Die TV-Berichterstattung über Reaktionen auf die Papstwahl macht ein grundlegendes Problem des Fernsehjournalismus offensichtlich: Niemand arbeitet gern für den Papierkorb.
Als Fernsehzuschauer muss man glücklich sein über die Papstwahl. Nein, nicht unbedingt darüber, dass es Ratzinger getroffen hat (das diskutieren Sie bitte hier). Sondern darüber, dass der Bildschirm von N-TV und N24 nicht über Wochen zerstückelt wird durch ein kleines Fenster, das einen bewegungslosen Schornstein zeigt. Und selbst wenn er dann auf vollem Bildschirm zu sehen ist, machen gestandene Kommentatoren, die darüber philosophieren, ob aus ihm nun schwarzer oder weißer Rauch (war das eigentlich schon immer so schwer zu erkennen?) entweicht, die Sache nicht interessanter.
Wer gestern Abend dann "Heute Journal" oder "Tagesthemen" durchstand, musste glauben, es gebe für die gesamte Welt nichts anderes als diese Wahl. Da füllten sich die Kirchen mit Betenden, weinten Gläubige vor Freude. Fast musste man fürchten, die Frage "Wo warst Du, als das World Trade Center brannte?" würde ersetzt durch "Wo warst Du, als Ratzinger gewählt wurde?"

■ ■ ■

* **Aufgabe 1**: Fasse den Text über die Fernsehberichterstattung zur Papstwahl in zwei Sätzen zusammen.

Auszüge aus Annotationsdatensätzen
■ ■ ■

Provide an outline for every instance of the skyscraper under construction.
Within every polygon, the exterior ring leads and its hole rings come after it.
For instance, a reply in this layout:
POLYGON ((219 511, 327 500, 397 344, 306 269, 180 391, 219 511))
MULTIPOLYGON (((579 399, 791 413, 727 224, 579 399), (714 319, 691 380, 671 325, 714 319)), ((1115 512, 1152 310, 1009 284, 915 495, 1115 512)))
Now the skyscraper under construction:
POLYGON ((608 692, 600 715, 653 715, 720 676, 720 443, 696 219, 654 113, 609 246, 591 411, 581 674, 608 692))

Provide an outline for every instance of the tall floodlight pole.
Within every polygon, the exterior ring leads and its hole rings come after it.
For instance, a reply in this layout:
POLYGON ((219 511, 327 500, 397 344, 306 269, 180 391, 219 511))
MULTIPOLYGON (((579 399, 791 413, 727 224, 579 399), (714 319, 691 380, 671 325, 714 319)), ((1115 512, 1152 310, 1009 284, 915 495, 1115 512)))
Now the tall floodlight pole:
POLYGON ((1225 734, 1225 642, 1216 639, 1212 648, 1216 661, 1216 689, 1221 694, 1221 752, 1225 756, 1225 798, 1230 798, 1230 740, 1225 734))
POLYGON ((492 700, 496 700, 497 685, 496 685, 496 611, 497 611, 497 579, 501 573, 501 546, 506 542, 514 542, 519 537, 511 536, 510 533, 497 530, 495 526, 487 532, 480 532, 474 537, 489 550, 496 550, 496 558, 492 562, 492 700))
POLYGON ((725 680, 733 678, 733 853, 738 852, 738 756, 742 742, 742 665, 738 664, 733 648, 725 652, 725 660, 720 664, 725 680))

■ ■ ■

* **Aufgabe 2**: Zitiere bitte aus den Datenzeilen alles vom Anfang der Datenzeilen bis einschließlich der Zeile, die „POLYGON ((608 692, 600“ enthält.

* **Vollständige Lösung 1**: Laut dem Text macht die Fernsehberichterstattung über Reaktionen auf die Papstwahl ein grundlegendes Problem des Fernsehjournalismus offensichtlich: Niemand arbeitet gern für den Papierkorb. Als Zuschauer müsse man froh sein, dass der Bildschirm von N-TV und N24 nicht wochenlang durch ein Fenster mit einem bewegungslosen Schornstein zerstückelt wird, während man bei „Heute Journal“ oder „Tagesthemen“ glauben musste, es gebe für die gesamte Welt nichts anderes als diese Wahl.

* **Vollständige Lösung 2**:
Provide an outline for every instance of the skyscraper under construction.
Within every polygon, the exterior ring leads and its hole rings come after it.
For instance, a reply in this layout:
POLYGON ((219 511, 327 500, 397 344, 306 269, 180 391, 219 511))
MULTIPOLYGON (((579 399, 791 413, 727 224, 579 399), (714 319, 691 380, 671 325, 714 319)), ((1115 512, 1152 310, 1009 284, 915 495, 1115 512)))
Now the skyscraper under construction:
POLYGON ((608 692, 600 715, 653 715, 720 676, 720 443, 696 219, 654 113, 609 246, 591 411, 581 674, 608 692))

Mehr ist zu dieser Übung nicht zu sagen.